Find every line in the items below that contains the word "Could" and copy each of those lines out in full.

===== TASK INPUTS

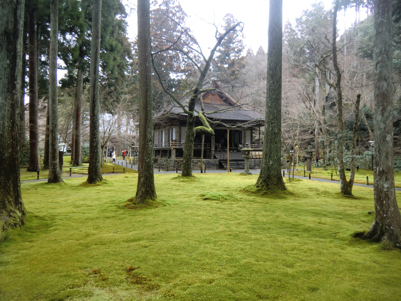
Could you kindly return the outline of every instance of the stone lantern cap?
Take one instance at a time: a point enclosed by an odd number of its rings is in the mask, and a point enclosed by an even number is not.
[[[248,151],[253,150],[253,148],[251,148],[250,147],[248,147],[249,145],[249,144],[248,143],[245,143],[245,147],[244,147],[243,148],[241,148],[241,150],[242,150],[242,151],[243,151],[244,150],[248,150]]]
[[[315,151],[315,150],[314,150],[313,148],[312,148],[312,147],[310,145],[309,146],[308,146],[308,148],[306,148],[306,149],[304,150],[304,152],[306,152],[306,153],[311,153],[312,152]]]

==========
===== TASK INPUTS

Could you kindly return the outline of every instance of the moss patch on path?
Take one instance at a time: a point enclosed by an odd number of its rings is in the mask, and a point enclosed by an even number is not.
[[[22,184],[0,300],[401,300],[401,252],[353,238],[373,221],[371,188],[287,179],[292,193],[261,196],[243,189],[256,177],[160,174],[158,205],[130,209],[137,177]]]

==========
===== TASK INPUTS

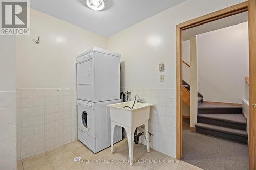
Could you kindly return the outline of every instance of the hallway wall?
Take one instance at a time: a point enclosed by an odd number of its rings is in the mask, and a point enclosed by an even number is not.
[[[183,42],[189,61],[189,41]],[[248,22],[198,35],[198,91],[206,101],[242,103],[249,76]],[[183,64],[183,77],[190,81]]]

==========

RESULT FOR THIS EXERCISE
Could you kindly return the outline of every instance of the stone lantern cap?
Could you kindly return the outline of every instance of the moss patch on path?
Could you kindly return the outline of every instance of the hallway wall?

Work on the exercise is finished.